- _Exercise directions_:
Could you carry on the summary of the dengue control paper, starting right after its last line?

- _Selected text_:
--------------------------------
Multiobjective approach to optimal control for a dengue transmission model

TL;DR

This paper models dengue transmission dynamics and employs multiobjective optimization to identify optimal control strategies that balance reducing infections and minimizing costs, providing comprehensive insights into disease management.

Contribution

It introduces a multiobjective optimization framework for controlling dengue transmission, considering both health and economic factors, which is a novel approach in this context.

Findings

Multiobjective optimization effectively identifies optimal control strategies.

Trade-off solutions offer a range of scenarios for decision-making.

Results vary with different model parameter values.
--------------------------------
Source data
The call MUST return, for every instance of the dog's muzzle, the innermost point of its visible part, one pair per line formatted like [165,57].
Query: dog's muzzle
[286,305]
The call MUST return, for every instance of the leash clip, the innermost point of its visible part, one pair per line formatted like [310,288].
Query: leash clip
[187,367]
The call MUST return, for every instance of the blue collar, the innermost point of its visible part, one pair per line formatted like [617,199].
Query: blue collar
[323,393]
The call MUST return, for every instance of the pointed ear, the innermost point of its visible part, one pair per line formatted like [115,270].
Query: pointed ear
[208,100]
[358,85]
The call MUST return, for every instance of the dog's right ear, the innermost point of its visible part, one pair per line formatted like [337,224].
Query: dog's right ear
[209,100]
--------------------------------
- _Written response_:
Abstract

During the last decades, the global prevalence of dengue progressed dramatically. It is a disease which is now endemic in more than one hundred countries of Africa, America, Asia and the Western Pacific. This study addresses a mathematical model for the dengue disease transmission and finding the most effective ways of controlling the disease. The model is described by a system of ordinary differential equations representing human and vector dynamics. Multiobjective optimization is applied to find the optimal control strategies, considering the simultaneous minimization of infected humans and costs due to insecticide application. The obtained results show that multiobjective optimization is an effective tool for finding the optimal control. The set of trade-off solutions encompasses a whole range of optimal scenarios, providing valuable information about the dynamics of infection transmissions. The results are discussed for different values of model parameters.